[Raw records]

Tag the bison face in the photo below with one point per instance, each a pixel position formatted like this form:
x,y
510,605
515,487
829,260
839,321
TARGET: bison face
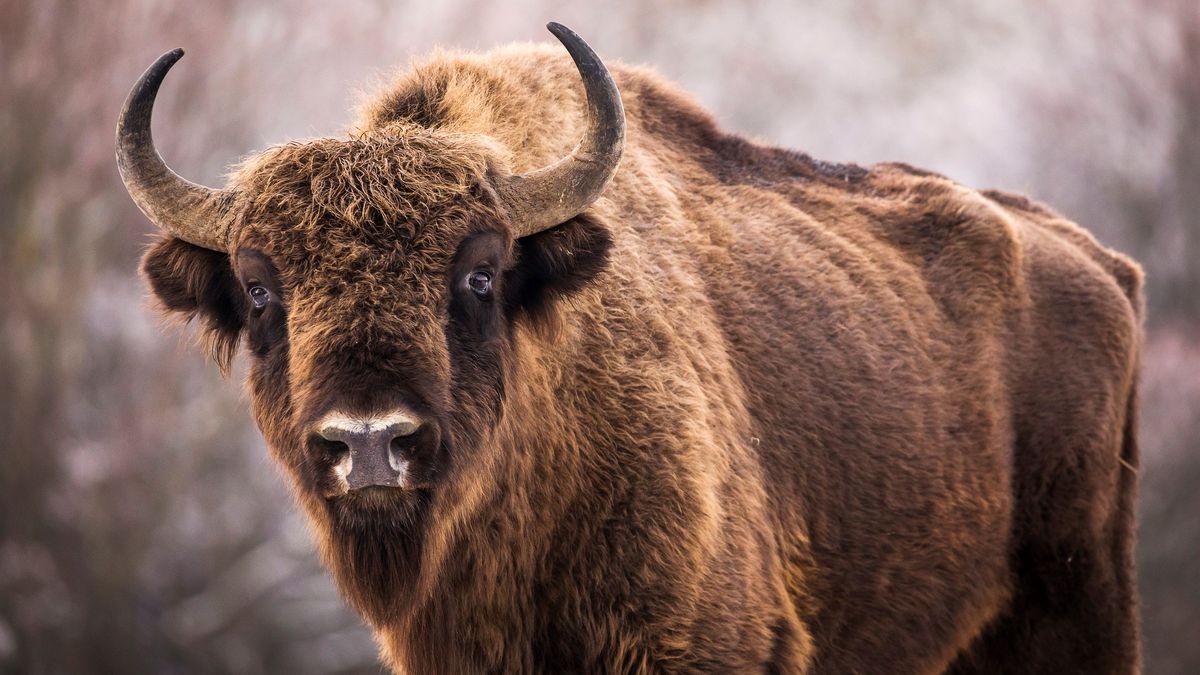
x,y
381,284
383,315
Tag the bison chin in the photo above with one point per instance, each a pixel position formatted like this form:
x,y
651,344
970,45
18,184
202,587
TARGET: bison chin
x,y
375,547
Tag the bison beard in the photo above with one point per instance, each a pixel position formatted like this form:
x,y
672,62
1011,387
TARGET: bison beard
x,y
745,411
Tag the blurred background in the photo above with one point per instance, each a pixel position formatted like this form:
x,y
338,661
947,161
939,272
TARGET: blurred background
x,y
142,525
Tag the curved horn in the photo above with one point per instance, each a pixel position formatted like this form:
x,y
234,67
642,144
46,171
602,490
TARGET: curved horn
x,y
193,213
556,193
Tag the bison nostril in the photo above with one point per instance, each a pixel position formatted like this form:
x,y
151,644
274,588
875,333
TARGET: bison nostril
x,y
370,451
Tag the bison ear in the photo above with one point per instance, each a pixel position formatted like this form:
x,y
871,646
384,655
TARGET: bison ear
x,y
558,262
198,282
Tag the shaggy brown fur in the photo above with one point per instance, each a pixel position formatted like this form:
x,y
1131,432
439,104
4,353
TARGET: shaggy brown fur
x,y
750,412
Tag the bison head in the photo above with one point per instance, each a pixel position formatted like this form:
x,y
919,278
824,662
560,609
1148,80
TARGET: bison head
x,y
378,282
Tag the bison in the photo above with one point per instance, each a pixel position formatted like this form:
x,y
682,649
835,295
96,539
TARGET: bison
x,y
569,380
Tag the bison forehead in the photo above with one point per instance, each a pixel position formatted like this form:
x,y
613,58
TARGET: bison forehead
x,y
369,198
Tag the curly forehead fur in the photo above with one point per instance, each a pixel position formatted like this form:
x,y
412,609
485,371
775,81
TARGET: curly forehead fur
x,y
396,183
798,417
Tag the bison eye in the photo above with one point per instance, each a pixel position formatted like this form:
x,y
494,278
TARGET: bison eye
x,y
259,296
480,282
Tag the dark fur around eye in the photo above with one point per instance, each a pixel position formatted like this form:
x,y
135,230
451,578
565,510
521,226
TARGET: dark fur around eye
x,y
267,321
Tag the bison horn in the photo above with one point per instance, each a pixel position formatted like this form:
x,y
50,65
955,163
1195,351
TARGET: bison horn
x,y
192,213
552,195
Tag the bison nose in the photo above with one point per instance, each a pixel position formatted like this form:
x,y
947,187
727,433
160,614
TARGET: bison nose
x,y
376,447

CHALLENGE: Give back exactly the lines from the one containing "Tag the bison ear" to the end of the material, both ends included.

RESPONSE:
Tag the bison ear in the photo above with one point per instance, each a pixel position formatted like this form:
x,y
871,646
384,655
TARGET: bison ear
x,y
558,262
198,282
Tag the shaggy brown fur in the photo above with one point per instance, each a pixel position formatted like this form:
x,y
1131,432
439,104
4,353
TARGET: shaggy brown fur
x,y
750,412
Tag the bison head in the photo above with one point per instance, each a pixel position formatted like this form:
x,y
919,278
824,662
560,609
1148,80
TARGET: bison head
x,y
378,282
Tag the bison in the photo above with one point per instance, each a pixel position formatted like this form:
x,y
682,649
835,295
96,539
TARGET: bison
x,y
569,380
Tag the bison forehead in the photo above with one point per instance, each a pixel position formatted like this form:
x,y
613,58
TARGET: bison forehead
x,y
369,198
Tag the curly forehead fur in the photo above with one point per instance, each a pixel position formatted like this form:
x,y
412,609
485,371
775,81
TARGET: curly forehead fur
x,y
396,183
798,417
Tag the bison eye in the photo above with one point per instance, each a pixel position formatted like this form:
x,y
494,278
TARGET: bison eye
x,y
259,296
480,282
Tag the dark fur around eye in the photo above with one point per instance, each a pixel position formatted like this form:
x,y
135,230
451,578
565,510
521,226
TARGET: dark fur around eye
x,y
267,321
Tag the bison horn in the photo above with one point per instance, each a pixel position formatted like this form:
x,y
50,65
955,163
1195,351
TARGET: bison horn
x,y
192,213
552,195
Tag the bison nose in the photo above with one point per instance, each a pixel position formatted like this form:
x,y
947,187
727,433
160,614
TARGET: bison nose
x,y
376,447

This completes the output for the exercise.